[Dataset rows start]

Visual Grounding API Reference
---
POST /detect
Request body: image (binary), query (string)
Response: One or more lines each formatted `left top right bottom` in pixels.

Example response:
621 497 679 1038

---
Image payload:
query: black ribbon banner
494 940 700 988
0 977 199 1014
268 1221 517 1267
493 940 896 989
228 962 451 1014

[Dataset rows end]
[Dataset rows start]

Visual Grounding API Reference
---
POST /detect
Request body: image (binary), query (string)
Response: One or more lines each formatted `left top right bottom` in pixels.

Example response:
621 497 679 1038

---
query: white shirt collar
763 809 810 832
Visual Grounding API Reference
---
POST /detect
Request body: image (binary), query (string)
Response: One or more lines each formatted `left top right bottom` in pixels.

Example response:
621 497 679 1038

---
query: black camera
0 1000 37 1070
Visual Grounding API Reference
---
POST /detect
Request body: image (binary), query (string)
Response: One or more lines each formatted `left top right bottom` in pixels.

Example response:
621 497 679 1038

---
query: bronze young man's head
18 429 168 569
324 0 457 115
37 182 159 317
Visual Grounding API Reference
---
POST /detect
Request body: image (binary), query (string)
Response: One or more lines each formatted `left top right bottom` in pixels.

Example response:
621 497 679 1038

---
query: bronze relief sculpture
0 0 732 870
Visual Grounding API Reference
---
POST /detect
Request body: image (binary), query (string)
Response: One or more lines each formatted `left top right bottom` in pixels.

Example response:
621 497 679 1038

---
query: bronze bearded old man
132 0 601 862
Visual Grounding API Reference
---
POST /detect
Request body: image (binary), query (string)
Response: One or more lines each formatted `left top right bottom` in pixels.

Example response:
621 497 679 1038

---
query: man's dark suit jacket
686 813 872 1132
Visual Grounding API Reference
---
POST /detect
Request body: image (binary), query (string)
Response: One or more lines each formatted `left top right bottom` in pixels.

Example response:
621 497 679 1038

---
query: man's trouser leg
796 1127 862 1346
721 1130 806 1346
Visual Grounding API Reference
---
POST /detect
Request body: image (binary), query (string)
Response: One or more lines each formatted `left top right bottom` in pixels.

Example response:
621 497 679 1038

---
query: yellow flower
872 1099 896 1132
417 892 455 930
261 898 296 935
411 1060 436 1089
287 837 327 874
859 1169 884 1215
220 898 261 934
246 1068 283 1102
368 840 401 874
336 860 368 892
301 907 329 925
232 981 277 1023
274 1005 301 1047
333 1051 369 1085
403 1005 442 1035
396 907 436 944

[Dataset rows end]

__The problem__: Pick out every line in the records that contains the word "black", and copy each one.

__Completed exercise__:
query: black ribbon banner
query: black camera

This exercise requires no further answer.